§ **Reading text**
======

Continuous monitoring of PM2.5 is therefore necessary to understand the local air quality, emission control strategies, and impacts regulations have on their concentrations. In this effort, chemical speciation must accompany mass concentration measurements to understand their source contributions, how they change over time, and evaluate our capability to simulate their emission, transport, and photochemistry in air quality models. In this talk, I describe the current state-of-the-art for PM2.5 chemical speciation monitoring, and introduce a low-cost, chemically informative technique based on Fourier Infrared Transform (FTIR) spectroscopy that can augment current practices in PM2.5 measurement.

======

§ **Dataset content**
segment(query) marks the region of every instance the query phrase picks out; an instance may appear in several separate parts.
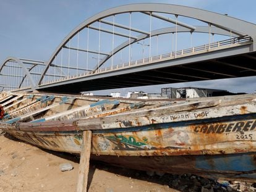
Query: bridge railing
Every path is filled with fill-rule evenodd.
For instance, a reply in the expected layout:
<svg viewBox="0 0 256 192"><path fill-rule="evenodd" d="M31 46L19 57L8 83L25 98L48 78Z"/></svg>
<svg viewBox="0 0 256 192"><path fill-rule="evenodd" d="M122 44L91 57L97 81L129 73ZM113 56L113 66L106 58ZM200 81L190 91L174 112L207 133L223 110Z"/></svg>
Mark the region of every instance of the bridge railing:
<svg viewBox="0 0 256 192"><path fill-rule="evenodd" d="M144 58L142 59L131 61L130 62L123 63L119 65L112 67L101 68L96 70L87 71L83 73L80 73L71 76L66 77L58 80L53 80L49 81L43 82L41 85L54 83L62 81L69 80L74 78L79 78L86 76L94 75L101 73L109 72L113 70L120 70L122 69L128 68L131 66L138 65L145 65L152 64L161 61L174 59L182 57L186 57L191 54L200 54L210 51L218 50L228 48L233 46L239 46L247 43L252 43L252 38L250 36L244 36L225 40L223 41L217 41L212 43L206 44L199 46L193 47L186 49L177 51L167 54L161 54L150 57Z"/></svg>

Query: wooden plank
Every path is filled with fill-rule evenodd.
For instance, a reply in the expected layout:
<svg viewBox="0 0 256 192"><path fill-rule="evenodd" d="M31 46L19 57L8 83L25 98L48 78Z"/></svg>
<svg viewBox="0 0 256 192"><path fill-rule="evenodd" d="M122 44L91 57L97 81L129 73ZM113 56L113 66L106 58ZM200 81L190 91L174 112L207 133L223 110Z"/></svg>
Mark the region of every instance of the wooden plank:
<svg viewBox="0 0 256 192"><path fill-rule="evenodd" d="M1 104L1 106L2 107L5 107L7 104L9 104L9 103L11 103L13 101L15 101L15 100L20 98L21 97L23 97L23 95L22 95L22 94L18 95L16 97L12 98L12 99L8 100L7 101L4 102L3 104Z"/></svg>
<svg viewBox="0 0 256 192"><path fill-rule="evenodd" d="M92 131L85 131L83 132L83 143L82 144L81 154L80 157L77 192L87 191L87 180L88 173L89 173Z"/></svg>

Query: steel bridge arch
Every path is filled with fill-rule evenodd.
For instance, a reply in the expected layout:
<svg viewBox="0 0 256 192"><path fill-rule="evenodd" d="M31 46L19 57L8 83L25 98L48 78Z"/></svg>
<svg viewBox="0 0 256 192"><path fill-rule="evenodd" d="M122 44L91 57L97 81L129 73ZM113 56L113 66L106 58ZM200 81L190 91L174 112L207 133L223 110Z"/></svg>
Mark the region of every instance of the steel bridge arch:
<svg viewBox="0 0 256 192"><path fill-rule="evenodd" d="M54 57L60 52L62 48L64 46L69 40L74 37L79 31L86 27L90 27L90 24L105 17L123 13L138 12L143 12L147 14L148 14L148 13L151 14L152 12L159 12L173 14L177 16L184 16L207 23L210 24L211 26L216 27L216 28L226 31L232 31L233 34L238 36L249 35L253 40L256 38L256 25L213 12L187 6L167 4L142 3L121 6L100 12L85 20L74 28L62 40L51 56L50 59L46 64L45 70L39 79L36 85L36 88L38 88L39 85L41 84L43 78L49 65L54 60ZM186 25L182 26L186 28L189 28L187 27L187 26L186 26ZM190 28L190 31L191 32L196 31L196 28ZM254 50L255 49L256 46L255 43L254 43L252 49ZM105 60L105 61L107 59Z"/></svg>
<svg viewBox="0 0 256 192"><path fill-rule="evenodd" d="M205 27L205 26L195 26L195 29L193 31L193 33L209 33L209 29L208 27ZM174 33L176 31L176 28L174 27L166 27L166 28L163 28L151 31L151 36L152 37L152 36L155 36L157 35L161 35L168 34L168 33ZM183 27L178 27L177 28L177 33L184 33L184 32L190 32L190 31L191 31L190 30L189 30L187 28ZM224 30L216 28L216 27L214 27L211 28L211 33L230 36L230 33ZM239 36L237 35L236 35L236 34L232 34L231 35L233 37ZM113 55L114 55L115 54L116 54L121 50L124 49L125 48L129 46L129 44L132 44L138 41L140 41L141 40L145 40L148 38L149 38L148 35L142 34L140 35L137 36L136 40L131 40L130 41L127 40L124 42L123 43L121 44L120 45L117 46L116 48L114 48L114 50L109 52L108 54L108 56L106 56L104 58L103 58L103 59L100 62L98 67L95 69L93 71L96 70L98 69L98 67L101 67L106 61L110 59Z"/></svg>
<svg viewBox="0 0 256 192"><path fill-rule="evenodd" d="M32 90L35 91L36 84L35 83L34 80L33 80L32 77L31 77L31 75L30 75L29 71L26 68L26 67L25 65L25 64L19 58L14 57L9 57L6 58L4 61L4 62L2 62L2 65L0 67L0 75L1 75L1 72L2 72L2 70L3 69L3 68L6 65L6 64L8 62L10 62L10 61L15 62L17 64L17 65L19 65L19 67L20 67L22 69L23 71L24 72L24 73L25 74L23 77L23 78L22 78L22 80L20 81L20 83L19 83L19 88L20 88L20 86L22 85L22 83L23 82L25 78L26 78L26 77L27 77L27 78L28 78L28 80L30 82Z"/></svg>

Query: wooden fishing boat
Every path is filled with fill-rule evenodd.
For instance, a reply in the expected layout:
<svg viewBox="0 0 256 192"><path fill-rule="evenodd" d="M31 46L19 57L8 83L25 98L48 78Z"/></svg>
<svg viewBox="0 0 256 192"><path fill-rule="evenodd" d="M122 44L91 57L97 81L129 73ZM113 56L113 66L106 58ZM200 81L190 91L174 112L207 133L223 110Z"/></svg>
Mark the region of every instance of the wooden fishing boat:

======

§ **Written exercise 1**
Summarize the PM2.5 monitoring text in two sentences.
§ **Written exercise 2**
Pick up the text on PM2.5 monitoring after its final sentence and keep writing.

§ **Written reply 1**
Continuous monitoring of PM2.5, with chemical speciation alongside mass concentration measurements, is needed to understand local air quality, emission control strategies, the impact of regulations, source contributions, and changes over time, and to evaluate how well air quality models simulate the particles' emission, transport, and photochemistry. The talk reviews the current state of the art in PM2.5 chemical speciation monitoring and introduces a low-cost, chemically informative technique based on FTIR spectroscopy that can augment current PM2.5 measurement practices.

§ **Written reply 2**
FTIR characterizes the chemical composition of PM2.5 based on absorption of mid-infrared radiation by its constituent molecules, which reveals the underlying functional group structures present. While FTIR has enjoyed a long history for measurement of atmospheric gas composition, interpretation of condensed-phase spectra poses significant challenges that we overcome through judicious selection of calibration samples and mathematical algorithms. I describe our technical efforts to make FTIR useful toward the monitoring community and other endeavors, coupled with a means for improving our evaluation of chemical simulations using functional group representations that can be obtained by FTIR. Finally, I describe a novel finding that results from our work in applying FTIR to a large data set consisting of monitoring network measurements in the US, Switzerland, and other field campaigns, which potentially simplifies our understanding of the complex organic fraction in atmospheric particulate matter.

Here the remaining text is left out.